Write out every line of the material below that contains the word "flower", copying each one in full.

*SOURCE RECORDS*
════════════════════

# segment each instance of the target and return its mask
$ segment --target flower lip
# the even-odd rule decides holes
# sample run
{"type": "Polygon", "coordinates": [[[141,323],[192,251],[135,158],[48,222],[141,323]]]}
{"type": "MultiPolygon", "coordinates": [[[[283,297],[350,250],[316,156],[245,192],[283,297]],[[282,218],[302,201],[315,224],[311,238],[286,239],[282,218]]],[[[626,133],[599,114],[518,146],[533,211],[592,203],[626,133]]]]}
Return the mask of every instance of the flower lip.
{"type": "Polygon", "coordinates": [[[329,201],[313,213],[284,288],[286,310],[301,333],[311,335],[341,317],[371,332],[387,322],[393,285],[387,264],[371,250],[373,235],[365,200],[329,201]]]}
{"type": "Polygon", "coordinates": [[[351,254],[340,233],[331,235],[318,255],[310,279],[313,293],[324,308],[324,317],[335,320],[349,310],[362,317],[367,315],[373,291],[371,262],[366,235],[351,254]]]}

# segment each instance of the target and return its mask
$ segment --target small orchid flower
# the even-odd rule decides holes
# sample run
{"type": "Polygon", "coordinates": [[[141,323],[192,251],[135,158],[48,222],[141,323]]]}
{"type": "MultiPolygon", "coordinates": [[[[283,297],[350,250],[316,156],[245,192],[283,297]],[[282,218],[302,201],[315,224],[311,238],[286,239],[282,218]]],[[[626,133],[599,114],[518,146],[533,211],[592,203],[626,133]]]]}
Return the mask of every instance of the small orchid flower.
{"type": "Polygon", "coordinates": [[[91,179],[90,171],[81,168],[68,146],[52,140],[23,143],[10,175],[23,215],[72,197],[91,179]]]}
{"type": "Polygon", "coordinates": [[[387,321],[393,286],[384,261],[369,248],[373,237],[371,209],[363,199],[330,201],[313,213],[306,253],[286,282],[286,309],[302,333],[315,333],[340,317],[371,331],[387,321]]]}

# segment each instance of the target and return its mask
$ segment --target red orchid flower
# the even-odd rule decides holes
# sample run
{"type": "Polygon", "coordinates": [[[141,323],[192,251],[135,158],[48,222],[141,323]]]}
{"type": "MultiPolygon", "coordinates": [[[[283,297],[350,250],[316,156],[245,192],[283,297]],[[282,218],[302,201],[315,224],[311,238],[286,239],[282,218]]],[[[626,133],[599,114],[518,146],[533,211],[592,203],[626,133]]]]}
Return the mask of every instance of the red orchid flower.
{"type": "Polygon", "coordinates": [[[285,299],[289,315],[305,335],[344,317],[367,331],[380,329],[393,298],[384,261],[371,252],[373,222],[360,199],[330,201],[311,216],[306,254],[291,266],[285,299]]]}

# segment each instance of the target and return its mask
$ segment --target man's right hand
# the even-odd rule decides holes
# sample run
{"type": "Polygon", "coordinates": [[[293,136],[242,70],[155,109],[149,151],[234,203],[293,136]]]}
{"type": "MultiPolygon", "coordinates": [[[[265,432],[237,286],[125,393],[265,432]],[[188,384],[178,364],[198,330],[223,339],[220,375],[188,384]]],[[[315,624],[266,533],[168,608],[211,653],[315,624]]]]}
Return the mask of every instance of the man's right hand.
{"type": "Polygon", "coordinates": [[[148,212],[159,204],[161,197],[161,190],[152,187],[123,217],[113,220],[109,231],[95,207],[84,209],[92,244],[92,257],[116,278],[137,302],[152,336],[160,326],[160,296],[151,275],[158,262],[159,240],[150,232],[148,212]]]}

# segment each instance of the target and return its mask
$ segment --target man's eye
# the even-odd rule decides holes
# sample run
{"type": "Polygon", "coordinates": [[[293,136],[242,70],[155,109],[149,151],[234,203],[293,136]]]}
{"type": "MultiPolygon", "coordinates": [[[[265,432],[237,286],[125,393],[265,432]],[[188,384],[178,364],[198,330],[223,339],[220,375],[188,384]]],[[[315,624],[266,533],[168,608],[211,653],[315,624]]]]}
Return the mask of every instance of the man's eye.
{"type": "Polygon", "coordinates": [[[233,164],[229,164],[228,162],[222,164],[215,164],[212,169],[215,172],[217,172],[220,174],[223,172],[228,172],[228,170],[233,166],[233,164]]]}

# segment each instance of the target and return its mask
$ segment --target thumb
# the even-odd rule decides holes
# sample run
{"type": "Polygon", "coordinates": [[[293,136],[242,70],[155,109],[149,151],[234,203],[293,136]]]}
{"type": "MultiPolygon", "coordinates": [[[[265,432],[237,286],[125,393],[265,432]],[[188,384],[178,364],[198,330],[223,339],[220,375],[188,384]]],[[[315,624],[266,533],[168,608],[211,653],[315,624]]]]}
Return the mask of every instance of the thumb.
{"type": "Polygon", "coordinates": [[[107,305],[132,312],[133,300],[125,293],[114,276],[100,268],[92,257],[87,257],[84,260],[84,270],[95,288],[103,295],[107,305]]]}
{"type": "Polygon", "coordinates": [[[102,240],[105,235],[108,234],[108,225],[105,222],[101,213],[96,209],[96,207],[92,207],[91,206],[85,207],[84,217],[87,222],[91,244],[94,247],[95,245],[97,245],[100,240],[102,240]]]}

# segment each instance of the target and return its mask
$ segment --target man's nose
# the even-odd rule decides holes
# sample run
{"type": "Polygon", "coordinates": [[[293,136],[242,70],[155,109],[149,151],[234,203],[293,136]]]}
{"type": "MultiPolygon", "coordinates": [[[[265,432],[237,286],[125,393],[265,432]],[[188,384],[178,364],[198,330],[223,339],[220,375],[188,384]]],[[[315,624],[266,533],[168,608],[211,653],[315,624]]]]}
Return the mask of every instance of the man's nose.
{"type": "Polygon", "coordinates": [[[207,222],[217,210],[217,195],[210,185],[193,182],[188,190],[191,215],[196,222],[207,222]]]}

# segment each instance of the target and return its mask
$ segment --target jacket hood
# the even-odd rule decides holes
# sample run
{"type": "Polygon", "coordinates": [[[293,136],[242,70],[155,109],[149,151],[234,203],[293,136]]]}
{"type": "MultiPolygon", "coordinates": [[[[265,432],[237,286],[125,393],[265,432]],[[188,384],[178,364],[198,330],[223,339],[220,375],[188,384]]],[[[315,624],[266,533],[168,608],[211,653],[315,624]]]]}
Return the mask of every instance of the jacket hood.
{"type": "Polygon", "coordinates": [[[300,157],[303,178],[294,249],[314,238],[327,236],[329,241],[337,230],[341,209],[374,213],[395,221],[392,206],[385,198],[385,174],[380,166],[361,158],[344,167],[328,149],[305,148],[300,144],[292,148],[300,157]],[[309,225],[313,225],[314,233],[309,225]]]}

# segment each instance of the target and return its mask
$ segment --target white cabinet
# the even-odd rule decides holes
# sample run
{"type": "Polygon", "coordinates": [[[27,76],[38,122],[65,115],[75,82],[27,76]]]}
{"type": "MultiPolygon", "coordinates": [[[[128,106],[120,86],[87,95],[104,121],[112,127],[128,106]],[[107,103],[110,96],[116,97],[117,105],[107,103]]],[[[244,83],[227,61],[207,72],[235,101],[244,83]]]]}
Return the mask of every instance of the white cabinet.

════════════════════

*RESULT BELOW*
$ segment --target flower lip
Return the mask of every instance of the flower lip.
$ segment --target small orchid flower
Return the mask of every instance of the small orchid flower.
$ segment --target red orchid flower
Return the mask of every instance of the red orchid flower.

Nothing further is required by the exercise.